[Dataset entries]
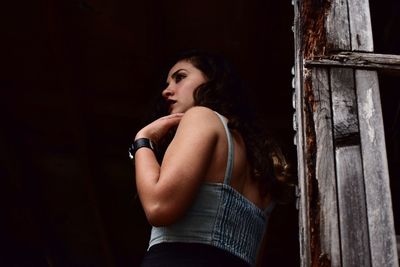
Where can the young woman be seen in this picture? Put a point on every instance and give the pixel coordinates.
(210, 197)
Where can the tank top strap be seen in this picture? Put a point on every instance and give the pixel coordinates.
(271, 206)
(229, 164)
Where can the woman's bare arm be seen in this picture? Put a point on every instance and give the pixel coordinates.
(167, 191)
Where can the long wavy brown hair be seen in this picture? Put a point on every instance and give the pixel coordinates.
(225, 93)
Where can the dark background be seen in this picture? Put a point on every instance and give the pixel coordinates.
(77, 80)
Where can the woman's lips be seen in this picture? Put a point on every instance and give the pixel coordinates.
(170, 103)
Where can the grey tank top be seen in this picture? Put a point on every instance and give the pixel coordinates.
(221, 217)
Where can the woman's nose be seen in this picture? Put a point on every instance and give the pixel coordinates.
(167, 92)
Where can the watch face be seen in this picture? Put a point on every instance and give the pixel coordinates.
(131, 151)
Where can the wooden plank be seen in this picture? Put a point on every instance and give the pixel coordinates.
(353, 217)
(358, 60)
(337, 26)
(304, 228)
(351, 193)
(325, 169)
(360, 26)
(379, 205)
(344, 107)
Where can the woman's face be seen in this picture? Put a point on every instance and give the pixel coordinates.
(183, 79)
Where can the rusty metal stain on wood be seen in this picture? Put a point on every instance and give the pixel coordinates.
(313, 190)
(313, 14)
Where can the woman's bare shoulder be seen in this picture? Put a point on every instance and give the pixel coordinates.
(200, 117)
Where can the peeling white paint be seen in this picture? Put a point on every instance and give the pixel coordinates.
(369, 110)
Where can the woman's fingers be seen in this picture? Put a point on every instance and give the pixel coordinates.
(158, 128)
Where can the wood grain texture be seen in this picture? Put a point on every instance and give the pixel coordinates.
(337, 26)
(378, 197)
(325, 168)
(370, 61)
(304, 228)
(352, 208)
(360, 26)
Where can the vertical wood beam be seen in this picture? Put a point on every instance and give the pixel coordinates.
(336, 163)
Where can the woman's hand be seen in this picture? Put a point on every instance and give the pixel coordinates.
(156, 130)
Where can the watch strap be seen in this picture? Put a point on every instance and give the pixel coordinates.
(139, 143)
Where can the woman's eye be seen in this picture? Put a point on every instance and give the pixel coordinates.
(179, 77)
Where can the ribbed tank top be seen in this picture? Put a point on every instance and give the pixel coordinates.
(220, 216)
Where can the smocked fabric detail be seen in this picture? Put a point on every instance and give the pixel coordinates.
(220, 216)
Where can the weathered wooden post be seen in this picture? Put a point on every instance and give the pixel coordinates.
(345, 205)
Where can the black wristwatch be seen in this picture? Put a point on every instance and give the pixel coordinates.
(139, 143)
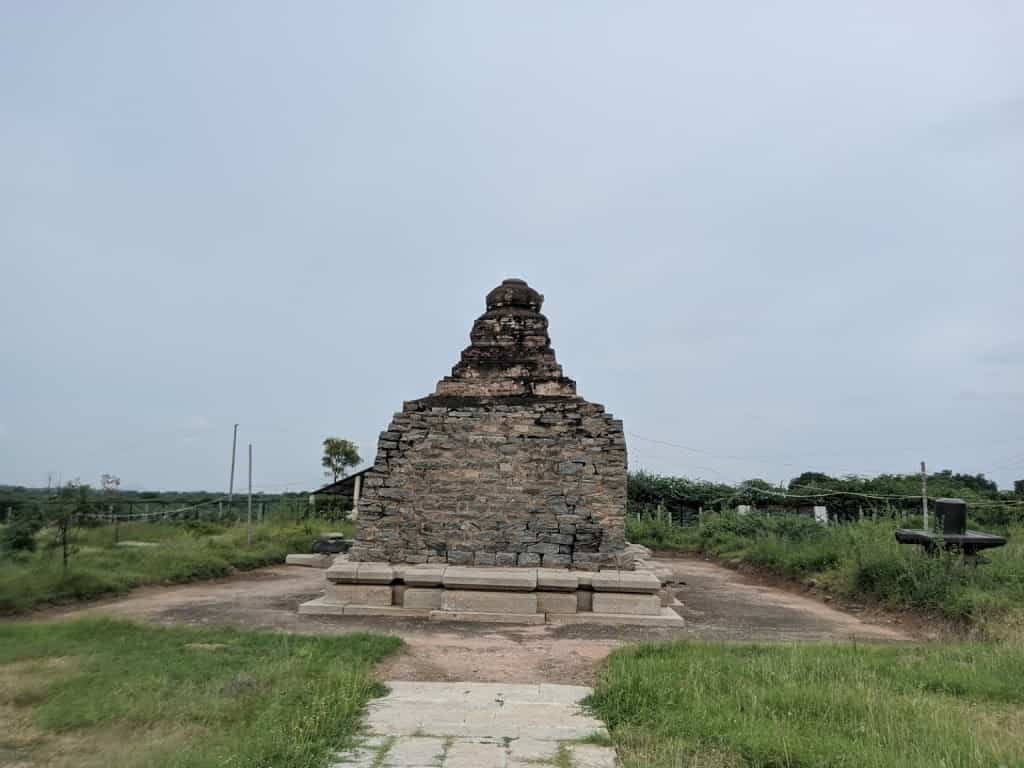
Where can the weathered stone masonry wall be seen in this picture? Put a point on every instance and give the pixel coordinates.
(527, 481)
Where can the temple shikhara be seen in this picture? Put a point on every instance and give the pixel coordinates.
(504, 464)
(501, 497)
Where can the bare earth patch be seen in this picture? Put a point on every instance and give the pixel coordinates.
(718, 604)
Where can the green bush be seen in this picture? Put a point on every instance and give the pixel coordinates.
(19, 534)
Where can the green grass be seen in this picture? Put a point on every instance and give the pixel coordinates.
(861, 561)
(678, 705)
(91, 693)
(185, 553)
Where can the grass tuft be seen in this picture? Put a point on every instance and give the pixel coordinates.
(185, 553)
(766, 707)
(131, 695)
(861, 561)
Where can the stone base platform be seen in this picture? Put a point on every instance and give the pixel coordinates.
(530, 596)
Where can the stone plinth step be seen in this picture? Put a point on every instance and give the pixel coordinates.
(627, 602)
(506, 580)
(556, 580)
(488, 602)
(625, 581)
(421, 576)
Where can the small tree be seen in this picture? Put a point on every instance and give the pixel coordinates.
(339, 454)
(64, 513)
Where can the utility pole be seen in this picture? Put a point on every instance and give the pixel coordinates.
(924, 494)
(230, 482)
(249, 524)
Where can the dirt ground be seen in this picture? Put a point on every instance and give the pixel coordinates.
(717, 603)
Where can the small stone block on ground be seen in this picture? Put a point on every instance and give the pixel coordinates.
(309, 561)
(414, 751)
(592, 756)
(375, 572)
(343, 571)
(585, 600)
(322, 606)
(359, 594)
(556, 602)
(492, 602)
(504, 580)
(615, 602)
(385, 610)
(668, 619)
(473, 754)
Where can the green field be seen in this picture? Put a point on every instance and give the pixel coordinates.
(678, 705)
(861, 561)
(186, 552)
(99, 693)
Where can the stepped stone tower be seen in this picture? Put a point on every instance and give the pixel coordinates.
(504, 464)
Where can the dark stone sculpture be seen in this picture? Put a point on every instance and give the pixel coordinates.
(954, 535)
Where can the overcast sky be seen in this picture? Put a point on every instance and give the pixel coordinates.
(778, 236)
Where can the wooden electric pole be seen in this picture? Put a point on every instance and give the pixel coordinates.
(249, 523)
(924, 495)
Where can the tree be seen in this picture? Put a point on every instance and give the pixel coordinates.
(339, 454)
(64, 513)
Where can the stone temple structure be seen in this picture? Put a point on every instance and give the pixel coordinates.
(504, 464)
(500, 498)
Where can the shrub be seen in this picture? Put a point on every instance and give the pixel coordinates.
(19, 534)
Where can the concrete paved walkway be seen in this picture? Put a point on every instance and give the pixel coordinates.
(479, 725)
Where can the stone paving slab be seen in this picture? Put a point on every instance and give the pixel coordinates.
(478, 725)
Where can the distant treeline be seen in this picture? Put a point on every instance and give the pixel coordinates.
(847, 498)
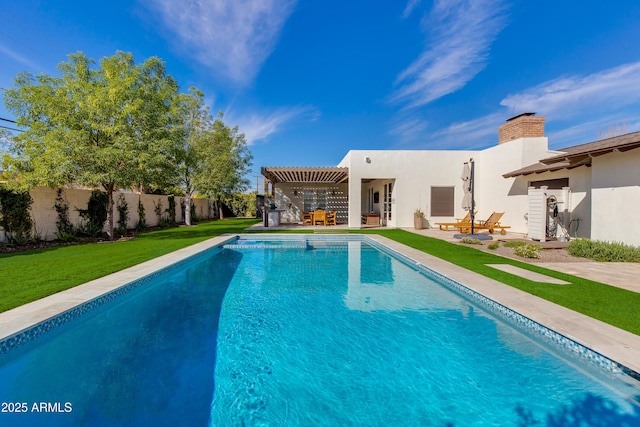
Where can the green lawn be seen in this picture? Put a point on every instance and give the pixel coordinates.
(28, 276)
(618, 307)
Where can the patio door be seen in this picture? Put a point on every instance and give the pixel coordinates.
(387, 204)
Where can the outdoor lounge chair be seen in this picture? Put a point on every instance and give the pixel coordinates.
(459, 223)
(307, 218)
(319, 216)
(331, 218)
(492, 223)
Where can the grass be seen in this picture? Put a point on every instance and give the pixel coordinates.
(31, 275)
(28, 276)
(615, 306)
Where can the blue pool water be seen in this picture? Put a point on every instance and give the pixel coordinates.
(320, 334)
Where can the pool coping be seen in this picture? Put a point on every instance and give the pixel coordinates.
(613, 343)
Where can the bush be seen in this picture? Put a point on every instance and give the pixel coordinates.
(171, 211)
(15, 218)
(64, 227)
(604, 251)
(95, 215)
(123, 215)
(142, 219)
(528, 250)
(470, 241)
(513, 244)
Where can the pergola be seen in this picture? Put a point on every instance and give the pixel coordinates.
(316, 175)
(300, 175)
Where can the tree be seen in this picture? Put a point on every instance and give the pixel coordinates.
(195, 122)
(226, 161)
(106, 127)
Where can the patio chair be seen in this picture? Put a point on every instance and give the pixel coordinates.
(331, 218)
(319, 216)
(307, 218)
(492, 223)
(459, 222)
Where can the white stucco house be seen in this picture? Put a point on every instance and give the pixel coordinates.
(591, 190)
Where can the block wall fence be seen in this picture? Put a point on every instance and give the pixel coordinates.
(45, 216)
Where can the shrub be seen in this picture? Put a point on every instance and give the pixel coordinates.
(470, 241)
(513, 244)
(123, 215)
(528, 250)
(142, 219)
(604, 251)
(14, 216)
(171, 211)
(64, 227)
(95, 215)
(157, 208)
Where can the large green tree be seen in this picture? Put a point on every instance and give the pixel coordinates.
(226, 161)
(195, 123)
(107, 126)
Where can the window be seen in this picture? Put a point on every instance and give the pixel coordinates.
(442, 201)
(553, 184)
(314, 199)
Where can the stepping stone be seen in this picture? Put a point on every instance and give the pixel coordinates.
(533, 276)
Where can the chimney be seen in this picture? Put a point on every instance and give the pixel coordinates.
(525, 125)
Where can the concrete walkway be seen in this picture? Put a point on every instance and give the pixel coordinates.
(614, 343)
(620, 274)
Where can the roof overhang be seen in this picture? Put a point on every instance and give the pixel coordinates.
(541, 168)
(580, 155)
(311, 175)
(583, 152)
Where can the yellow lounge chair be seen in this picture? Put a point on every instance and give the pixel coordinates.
(319, 216)
(492, 223)
(331, 218)
(459, 223)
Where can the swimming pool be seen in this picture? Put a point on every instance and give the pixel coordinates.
(313, 331)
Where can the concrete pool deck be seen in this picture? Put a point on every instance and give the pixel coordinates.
(614, 343)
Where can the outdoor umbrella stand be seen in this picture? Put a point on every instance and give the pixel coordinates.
(468, 201)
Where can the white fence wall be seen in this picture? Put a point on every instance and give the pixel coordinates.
(45, 216)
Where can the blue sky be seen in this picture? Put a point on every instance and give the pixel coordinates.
(306, 81)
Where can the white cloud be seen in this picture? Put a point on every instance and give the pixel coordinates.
(569, 96)
(19, 58)
(459, 36)
(259, 126)
(411, 4)
(232, 37)
(472, 134)
(409, 129)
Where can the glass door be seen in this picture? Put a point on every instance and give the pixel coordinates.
(387, 208)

Activity:
Where a line contains "Where can the blue sky", begin there and output each line through the end of the data above, exactly; give no other lines.

Solved problem:
Where can the blue sky be seen in this picture? Put a point on every instance and give the pixel coordinates.
(306, 81)
Where can the white cloud be seen in this picture? Put a point on every instance and give the pixel coordinates.
(569, 96)
(19, 58)
(459, 36)
(259, 126)
(411, 4)
(232, 37)
(472, 134)
(409, 129)
Where can the glass door be seen in this picture? Put a point on every instance and give the pixel coordinates.
(387, 208)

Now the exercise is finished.